**** DATA SHOWN

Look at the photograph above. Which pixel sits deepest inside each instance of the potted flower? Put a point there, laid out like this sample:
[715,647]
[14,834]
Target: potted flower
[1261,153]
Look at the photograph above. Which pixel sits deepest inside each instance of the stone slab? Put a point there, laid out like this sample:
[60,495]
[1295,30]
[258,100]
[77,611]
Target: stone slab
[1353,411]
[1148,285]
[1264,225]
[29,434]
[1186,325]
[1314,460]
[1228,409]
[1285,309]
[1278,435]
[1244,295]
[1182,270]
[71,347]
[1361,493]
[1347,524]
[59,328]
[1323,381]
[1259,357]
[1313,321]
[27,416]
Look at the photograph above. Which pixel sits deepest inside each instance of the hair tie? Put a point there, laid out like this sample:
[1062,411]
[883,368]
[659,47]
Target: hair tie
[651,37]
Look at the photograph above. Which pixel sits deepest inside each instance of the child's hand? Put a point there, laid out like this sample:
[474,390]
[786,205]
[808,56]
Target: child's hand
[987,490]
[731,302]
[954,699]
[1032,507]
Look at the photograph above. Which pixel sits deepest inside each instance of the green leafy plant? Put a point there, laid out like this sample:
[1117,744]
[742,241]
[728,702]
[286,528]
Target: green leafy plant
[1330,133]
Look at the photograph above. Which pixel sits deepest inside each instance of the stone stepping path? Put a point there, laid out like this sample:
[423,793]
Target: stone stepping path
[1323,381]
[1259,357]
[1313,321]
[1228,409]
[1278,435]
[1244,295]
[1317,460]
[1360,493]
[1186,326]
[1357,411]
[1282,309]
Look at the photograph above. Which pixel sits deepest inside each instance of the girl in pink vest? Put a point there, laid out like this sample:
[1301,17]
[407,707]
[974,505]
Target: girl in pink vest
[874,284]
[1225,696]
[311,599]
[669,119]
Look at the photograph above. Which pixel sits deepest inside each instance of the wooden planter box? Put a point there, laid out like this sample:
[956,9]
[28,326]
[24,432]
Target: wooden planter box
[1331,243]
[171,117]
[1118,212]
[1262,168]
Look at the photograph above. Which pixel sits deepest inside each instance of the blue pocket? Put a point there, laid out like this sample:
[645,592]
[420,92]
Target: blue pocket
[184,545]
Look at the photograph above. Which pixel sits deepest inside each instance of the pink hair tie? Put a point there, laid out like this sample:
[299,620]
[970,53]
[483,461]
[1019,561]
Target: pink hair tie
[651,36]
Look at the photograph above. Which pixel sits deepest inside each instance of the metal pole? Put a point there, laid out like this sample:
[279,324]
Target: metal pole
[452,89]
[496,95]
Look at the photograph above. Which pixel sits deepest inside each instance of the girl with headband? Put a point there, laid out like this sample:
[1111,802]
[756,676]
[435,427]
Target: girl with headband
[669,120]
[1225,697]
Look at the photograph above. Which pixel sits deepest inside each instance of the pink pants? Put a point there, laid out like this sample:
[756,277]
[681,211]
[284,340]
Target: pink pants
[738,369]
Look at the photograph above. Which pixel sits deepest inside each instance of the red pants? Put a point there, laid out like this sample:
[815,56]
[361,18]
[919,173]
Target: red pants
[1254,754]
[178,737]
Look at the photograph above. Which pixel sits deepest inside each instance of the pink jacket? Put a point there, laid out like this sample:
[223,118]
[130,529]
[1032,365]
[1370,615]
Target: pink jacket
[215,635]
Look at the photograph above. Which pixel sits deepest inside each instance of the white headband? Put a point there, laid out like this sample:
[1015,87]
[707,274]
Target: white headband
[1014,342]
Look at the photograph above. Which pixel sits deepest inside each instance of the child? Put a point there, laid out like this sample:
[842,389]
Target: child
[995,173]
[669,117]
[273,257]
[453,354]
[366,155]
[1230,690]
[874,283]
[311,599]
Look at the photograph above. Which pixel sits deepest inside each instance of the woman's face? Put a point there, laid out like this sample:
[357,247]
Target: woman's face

********

→ **TASK ITEM**: Your job is to reproduce the listing exactly.

→ **EXERCISE ANSWER**:
Look at the photograph above. Which pixel sits deepest inside each instance of the potted flower? Put a point there, laid out like this sample:
[715,647]
[14,834]
Target: potted flower
[1261,153]
Look at the photograph above. Which pixel sits deepest inside each instance of the stone slab? Put a point there, laid out like this sample:
[60,495]
[1295,30]
[258,100]
[77,611]
Target: stone slab
[1353,411]
[1148,285]
[1264,225]
[29,434]
[1186,325]
[1314,460]
[1228,409]
[1285,309]
[1278,435]
[1244,295]
[1182,270]
[71,347]
[1361,493]
[1347,524]
[59,328]
[1323,381]
[1259,357]
[1313,321]
[27,416]
Look at the photograph above. Which pixel sits deepest inside each instance of the hair tie? Put a point there, laid out like this sample:
[1062,411]
[883,368]
[659,47]
Target: hair tie
[651,37]
Look at the photograph above. Which pixel sits deepest inside each instance of the child's hand? Put a point there, laid out like this sample:
[474,390]
[786,205]
[808,56]
Target: child's hand
[987,490]
[731,302]
[954,699]
[1032,507]
Look at the photograph above. Which pixel sits deepest inside each instance of the green leafy plant? Put a point there, laid out like this sample:
[1117,744]
[742,241]
[728,702]
[286,528]
Target: green leafy plant
[1330,133]
Look at the photograph above. Which pixel sits deepest inside each instance of the stone stepping path? Put a point there, laid out like this sample:
[423,793]
Target: stone stepping path
[1323,381]
[1259,357]
[1313,321]
[1228,409]
[1278,435]
[1244,295]
[1317,460]
[1360,493]
[1186,326]
[1357,411]
[1282,309]
Look at the photograph above. Which pixel sits deepest inside each instance of the girl in pink vest? Put a point there, laid out like this sample:
[1301,17]
[407,707]
[974,505]
Target: girl in pink vest
[874,284]
[1225,696]
[311,599]
[669,119]
Look at the photograph above. Which pixel sits deepest inside each instance of the wooden planter box? Put a point there, laid out like this sample:
[956,9]
[28,326]
[24,432]
Target: wooden planter box
[1331,243]
[171,117]
[1118,212]
[1262,168]
Look at the photograph above. Which pixel sits deepest inside each instance of the blue pocket? Put a point there, laid out like this sample:
[645,592]
[420,92]
Target: blue pocket
[184,545]
Look at the photograph above. Which pixel sits deepest inside each instance of the pink hair tie? Put a point there, laid out like this sample:
[299,620]
[970,53]
[483,461]
[1019,561]
Target: pink hair tie
[651,36]
Look at the photograph above. Which pixel sits deepest inside each instance of the metal pole? Put a point there, laid out like this sample:
[279,324]
Target: metal pole
[452,89]
[496,95]
Look at the photograph above. Which pixel sits deepest inside each instance of the girl with headband? Put a point there, laid out like this sample:
[1111,802]
[756,676]
[435,427]
Target: girl with headband
[669,120]
[1225,697]
Look at the photograph above. Which pixel sits deepest inside each instance of the pink pants? Put a point there, laid out like this sample:
[756,277]
[681,211]
[284,340]
Target: pink pants
[738,369]
Look at the photograph above. Which pixel sits deepest inside each instance of the red pants? Put a point there, laid out like this sample:
[815,56]
[361,18]
[919,173]
Target: red pants
[1254,754]
[178,737]
Look at the photograph above. Which pixel sits deepest inside each instance of the pink jacket? Put a point there, laid out like this sample:
[223,118]
[130,529]
[1032,365]
[1370,615]
Target: pink jacket
[215,635]
Look at the photograph above. Which pixel sits deepest inside each instance of the white headband? Put a point there, laid out like this sample:
[1015,87]
[707,274]
Target: white headband
[1014,342]
Look at the photograph above. Which pixel sits deepest inside each instance of the child? Put a point there, laid out like this sample:
[842,389]
Target: child
[995,173]
[669,117]
[273,257]
[453,354]
[366,155]
[1230,690]
[874,283]
[311,599]
Look at the photograph above. Which pixel sits deepest inside each instance of the woman's face? Put a point there, laid out like this sample:
[357,247]
Target: woman's face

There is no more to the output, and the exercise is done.